Available data Start Marker

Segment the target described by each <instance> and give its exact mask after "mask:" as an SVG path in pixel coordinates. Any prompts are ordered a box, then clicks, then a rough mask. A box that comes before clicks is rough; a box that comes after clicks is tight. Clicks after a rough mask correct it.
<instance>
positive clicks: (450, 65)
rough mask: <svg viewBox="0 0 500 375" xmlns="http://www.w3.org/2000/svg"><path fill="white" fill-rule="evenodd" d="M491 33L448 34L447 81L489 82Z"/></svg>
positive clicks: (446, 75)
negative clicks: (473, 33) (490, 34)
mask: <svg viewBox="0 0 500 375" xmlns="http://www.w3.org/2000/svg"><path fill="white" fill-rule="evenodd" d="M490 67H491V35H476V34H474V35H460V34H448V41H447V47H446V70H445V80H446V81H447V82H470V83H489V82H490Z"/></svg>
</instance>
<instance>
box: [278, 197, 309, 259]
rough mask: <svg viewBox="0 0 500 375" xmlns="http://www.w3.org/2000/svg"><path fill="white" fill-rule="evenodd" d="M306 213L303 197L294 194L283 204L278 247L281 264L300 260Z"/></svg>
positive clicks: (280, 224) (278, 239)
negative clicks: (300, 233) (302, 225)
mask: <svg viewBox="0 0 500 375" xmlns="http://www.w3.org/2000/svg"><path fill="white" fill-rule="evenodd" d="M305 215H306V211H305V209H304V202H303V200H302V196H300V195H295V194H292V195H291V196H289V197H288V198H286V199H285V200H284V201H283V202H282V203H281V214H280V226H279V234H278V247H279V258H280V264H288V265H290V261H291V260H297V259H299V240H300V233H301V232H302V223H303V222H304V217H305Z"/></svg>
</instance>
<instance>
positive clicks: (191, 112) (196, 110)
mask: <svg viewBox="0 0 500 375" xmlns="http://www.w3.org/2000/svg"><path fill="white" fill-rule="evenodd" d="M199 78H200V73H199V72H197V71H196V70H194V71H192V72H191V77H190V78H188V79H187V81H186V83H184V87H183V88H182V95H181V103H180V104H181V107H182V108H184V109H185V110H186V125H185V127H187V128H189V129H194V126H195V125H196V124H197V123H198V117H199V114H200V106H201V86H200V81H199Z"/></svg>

Available data End Marker

Set down each entry from above once more, exactly as written.

Segment the target described by each <instance> and give its exact mask after "mask:" as an SVG path in pixel coordinates. Any prompts are ordered a box, then clicks, then a rough mask. A box that comes before clicks is rough; a box that comes after clicks is tight. Clicks after a rough mask correct it.
<instance>
positive clicks: (450, 65)
rough mask: <svg viewBox="0 0 500 375" xmlns="http://www.w3.org/2000/svg"><path fill="white" fill-rule="evenodd" d="M491 33L448 34L447 81L489 82Z"/></svg>
positive clicks: (446, 75)
negative clicks: (473, 33) (490, 34)
mask: <svg viewBox="0 0 500 375" xmlns="http://www.w3.org/2000/svg"><path fill="white" fill-rule="evenodd" d="M490 67H491V35H476V34H474V35H460V34H448V41H447V47H446V70H445V80H446V81H447V82H470V83H489V82H490Z"/></svg>
</instance>
<instance>
box: [278, 197, 309, 259]
rough mask: <svg viewBox="0 0 500 375" xmlns="http://www.w3.org/2000/svg"><path fill="white" fill-rule="evenodd" d="M306 213L303 197L294 194L283 204L278 247L281 264L300 260Z"/></svg>
positive clicks: (280, 224) (278, 239)
negative clicks: (300, 233) (302, 225)
mask: <svg viewBox="0 0 500 375" xmlns="http://www.w3.org/2000/svg"><path fill="white" fill-rule="evenodd" d="M305 215H306V211H305V209H304V202H303V200H302V196H300V195H295V194H292V195H291V196H289V197H288V198H286V199H285V200H284V201H283V202H282V203H281V214H280V226H279V234H278V247H279V258H280V264H288V265H290V261H291V260H297V259H299V240H300V233H301V232H302V223H303V222H304V217H305Z"/></svg>
</instance>
<instance>
positive clicks: (191, 112) (196, 110)
mask: <svg viewBox="0 0 500 375" xmlns="http://www.w3.org/2000/svg"><path fill="white" fill-rule="evenodd" d="M199 78H200V73H199V72H197V71H196V70H194V71H192V72H191V77H190V78H188V79H187V81H186V83H184V87H183V88H182V95H181V103H180V104H181V107H182V108H184V109H185V110H186V125H185V127H187V128H189V129H194V126H195V125H196V124H197V123H198V117H199V114H200V106H201V86H200V81H199Z"/></svg>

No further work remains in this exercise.